● TASK INPUTS:

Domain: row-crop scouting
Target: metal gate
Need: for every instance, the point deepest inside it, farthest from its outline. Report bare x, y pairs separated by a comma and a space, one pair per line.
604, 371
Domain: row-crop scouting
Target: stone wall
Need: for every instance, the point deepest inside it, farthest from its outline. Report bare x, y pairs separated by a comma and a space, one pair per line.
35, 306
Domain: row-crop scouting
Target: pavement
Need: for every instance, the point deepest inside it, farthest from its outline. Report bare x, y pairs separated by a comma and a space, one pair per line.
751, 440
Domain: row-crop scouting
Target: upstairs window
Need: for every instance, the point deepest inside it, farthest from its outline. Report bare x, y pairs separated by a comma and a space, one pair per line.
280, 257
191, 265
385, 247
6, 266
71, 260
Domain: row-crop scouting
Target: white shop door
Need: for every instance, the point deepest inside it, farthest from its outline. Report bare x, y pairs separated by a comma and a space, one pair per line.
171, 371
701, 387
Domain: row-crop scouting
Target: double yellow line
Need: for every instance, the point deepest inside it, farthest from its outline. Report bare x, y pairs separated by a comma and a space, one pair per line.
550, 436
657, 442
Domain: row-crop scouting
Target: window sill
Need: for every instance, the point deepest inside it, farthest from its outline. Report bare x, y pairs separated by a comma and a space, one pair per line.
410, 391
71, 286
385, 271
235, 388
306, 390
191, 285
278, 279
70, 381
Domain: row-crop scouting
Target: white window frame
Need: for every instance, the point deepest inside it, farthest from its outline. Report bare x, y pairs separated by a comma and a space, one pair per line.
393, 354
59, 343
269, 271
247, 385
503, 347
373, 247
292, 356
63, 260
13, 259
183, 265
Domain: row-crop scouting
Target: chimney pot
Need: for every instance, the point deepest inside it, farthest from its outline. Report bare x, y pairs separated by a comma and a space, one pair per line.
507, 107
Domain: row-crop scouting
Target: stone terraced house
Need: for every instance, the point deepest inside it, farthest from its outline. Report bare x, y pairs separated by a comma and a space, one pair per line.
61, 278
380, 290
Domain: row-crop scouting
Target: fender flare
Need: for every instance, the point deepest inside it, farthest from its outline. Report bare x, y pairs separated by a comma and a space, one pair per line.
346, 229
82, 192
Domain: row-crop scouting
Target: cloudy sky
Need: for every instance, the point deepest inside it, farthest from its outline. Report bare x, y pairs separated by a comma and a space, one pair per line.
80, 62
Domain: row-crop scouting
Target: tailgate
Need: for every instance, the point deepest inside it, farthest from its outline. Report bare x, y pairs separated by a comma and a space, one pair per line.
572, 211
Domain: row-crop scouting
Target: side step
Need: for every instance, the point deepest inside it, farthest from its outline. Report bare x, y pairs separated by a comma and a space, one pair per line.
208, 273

● TO DO:
Give back exactly the lines above, from the line containing "Target: double yellow line" through the line containing "Target: tailgate", with both end lines and nothing more.

● OUTPUT OF THE TASK:
Target: double yellow line
Need: for every instance, the point deepest inside it, farthest from its outline. Report bare x, y pairs separated by a comma and a space, one pair per line.
550, 436
657, 442
Domain: row-crop scouting
Target: window sill
Need: for every instance, the point deepest inside it, farthest from its outline. Report bare x, y pairs separated by a comma and a space, one pair per line.
410, 391
71, 286
385, 271
235, 388
306, 390
191, 285
278, 279
70, 381
Domain: row-crop scouting
Target: white window frame
Need: for every instance, the point deepest inside it, farthest from its outline. Report bare x, y pairs separated by a comma and a space, one pair per line.
393, 354
59, 343
269, 271
247, 385
503, 347
373, 247
292, 356
63, 260
13, 259
183, 265
Domain: row-crop scouting
Target: chimney pot
Need: for every instance, the point deepest inside it, farthest from its outline. Report bare x, y pairs separated by a comma and a space, one pair per line.
507, 107
Domain: row-crop scouting
Target: stone terraced house
Need: for every instance, the point deepest inside it, farthest from its outline. Report bare x, y pairs separated by a comma and a space, one pair per line.
61, 278
380, 290
Domain: row-crop scouting
Target: fender flare
Need: for every instance, the point deepest inside it, farthest from its outline. Report bare x, y pairs separated by a comma and a space, one pair per line.
346, 229
82, 192
Domain: row-crop scouting
Target: cloudy sky
Need: for every instance, the point deepest inside it, farthest from its outline. Report bare x, y pairs separated by a comma and a space, one pair per line.
80, 62
Domain: row-crop scouting
Target: tailgate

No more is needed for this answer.